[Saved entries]
━━━━━━━━
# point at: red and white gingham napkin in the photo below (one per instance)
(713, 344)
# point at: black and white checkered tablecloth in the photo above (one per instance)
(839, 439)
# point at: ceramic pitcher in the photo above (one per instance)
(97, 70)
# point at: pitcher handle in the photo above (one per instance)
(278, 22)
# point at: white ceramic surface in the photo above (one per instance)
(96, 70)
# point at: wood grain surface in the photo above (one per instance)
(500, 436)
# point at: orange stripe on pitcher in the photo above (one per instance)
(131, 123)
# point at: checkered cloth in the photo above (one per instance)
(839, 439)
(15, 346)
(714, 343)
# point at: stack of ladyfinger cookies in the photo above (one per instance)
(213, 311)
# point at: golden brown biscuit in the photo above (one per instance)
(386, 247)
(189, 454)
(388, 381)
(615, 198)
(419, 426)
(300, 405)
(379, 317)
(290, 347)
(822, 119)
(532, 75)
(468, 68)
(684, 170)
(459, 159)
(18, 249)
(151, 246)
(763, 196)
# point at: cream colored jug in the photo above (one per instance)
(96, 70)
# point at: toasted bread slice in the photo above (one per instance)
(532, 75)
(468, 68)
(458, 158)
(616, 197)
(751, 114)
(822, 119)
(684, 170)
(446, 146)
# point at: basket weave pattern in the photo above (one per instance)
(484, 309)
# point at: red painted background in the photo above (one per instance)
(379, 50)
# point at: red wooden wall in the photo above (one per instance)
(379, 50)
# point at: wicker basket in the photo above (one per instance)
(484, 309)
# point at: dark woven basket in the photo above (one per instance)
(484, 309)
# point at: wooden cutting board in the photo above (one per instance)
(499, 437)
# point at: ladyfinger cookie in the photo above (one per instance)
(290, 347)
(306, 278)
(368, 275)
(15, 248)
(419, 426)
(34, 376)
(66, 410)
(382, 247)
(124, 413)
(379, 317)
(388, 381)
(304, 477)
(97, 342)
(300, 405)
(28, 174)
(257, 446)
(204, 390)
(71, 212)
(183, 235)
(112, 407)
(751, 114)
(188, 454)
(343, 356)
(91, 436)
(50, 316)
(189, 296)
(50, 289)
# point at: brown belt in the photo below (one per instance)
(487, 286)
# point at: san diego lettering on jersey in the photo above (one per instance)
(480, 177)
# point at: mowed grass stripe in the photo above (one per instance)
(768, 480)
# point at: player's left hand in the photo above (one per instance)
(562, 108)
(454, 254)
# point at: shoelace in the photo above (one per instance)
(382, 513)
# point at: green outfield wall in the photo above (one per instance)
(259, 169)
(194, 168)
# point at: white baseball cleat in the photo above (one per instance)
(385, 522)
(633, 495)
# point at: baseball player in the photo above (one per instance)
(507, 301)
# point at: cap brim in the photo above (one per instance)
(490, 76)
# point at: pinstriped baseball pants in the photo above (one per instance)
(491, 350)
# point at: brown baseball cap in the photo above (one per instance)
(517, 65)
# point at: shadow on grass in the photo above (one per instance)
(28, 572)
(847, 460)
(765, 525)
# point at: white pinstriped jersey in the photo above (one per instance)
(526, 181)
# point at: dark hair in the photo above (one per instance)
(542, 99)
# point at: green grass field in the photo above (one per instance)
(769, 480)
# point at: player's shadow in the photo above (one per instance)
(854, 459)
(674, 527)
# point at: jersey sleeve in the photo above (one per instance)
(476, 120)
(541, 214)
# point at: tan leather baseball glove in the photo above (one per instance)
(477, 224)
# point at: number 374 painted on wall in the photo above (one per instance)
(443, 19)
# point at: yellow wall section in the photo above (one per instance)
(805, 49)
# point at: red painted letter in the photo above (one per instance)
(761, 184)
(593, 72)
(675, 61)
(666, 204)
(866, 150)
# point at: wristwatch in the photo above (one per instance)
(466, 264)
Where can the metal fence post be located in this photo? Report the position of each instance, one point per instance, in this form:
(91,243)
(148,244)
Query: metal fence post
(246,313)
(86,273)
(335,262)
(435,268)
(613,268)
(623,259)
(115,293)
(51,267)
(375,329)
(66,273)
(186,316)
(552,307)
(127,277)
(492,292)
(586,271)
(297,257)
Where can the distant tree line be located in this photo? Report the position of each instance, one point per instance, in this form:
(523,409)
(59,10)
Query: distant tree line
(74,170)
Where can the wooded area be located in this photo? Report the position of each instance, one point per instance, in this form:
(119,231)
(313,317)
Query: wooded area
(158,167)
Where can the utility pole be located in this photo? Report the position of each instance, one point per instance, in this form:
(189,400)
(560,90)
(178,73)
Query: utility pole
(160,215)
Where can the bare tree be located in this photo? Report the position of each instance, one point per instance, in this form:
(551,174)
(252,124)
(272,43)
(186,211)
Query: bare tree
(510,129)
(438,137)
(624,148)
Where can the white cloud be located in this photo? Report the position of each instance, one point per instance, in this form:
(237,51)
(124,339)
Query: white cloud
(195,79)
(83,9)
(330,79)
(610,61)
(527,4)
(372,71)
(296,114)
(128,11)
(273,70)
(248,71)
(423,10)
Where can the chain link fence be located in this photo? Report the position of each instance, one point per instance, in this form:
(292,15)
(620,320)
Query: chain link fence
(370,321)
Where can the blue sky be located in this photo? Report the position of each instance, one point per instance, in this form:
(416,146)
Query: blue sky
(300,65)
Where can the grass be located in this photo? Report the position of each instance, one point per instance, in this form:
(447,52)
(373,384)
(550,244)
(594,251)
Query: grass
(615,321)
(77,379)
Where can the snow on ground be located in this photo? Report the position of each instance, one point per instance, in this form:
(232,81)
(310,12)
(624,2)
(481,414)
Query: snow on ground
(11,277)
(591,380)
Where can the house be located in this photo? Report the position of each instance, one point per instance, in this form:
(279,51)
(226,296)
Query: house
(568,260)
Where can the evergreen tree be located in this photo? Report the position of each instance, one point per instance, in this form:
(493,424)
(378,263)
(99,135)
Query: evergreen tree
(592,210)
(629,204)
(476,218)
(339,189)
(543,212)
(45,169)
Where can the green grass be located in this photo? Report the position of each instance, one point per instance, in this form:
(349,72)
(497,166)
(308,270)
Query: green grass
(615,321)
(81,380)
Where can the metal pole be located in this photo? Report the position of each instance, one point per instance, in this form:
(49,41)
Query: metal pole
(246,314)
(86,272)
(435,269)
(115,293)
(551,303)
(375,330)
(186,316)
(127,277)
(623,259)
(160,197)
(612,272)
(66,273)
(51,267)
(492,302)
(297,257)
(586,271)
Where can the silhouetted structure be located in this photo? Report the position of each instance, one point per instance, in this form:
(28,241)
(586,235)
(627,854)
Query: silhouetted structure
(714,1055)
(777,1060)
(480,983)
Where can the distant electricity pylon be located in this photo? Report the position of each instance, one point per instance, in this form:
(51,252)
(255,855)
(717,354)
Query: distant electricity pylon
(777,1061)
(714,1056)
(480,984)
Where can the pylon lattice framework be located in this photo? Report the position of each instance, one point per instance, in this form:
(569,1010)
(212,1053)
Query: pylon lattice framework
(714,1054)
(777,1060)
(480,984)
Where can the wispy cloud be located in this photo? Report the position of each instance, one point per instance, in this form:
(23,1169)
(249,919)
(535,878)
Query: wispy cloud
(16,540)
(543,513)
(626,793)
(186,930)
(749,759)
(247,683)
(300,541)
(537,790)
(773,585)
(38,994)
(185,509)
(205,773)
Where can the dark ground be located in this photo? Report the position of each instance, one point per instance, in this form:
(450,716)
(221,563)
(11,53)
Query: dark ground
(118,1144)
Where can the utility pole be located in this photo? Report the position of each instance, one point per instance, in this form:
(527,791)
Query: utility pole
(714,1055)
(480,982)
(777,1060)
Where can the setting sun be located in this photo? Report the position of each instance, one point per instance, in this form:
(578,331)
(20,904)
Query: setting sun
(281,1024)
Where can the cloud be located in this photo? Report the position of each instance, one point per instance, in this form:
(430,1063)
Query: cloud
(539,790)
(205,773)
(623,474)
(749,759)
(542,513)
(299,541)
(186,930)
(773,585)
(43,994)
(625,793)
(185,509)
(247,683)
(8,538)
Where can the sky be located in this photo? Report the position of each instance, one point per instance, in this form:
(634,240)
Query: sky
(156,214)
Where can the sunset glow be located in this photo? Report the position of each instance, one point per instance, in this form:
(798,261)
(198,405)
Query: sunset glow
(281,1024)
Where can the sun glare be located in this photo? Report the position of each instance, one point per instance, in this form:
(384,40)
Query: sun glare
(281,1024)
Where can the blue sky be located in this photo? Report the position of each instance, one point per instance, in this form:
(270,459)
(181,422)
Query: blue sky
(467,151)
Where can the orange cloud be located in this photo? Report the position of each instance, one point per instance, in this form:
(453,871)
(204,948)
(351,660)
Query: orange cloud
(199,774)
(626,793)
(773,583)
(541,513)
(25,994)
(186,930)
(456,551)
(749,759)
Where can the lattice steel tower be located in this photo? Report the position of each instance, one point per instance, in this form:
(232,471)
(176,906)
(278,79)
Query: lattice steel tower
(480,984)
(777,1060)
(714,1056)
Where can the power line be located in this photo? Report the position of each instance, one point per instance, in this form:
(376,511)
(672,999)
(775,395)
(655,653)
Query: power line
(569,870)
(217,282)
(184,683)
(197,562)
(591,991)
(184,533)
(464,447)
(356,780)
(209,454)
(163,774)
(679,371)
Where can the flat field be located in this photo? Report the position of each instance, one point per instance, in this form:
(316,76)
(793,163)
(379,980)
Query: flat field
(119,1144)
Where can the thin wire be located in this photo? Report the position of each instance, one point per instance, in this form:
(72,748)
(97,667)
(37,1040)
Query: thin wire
━━━━━━━━
→ **TASK OBJECTIVE**
Respond with one number, the count of lines in the data that hold the string "thin".

→ **RESPONSE**
2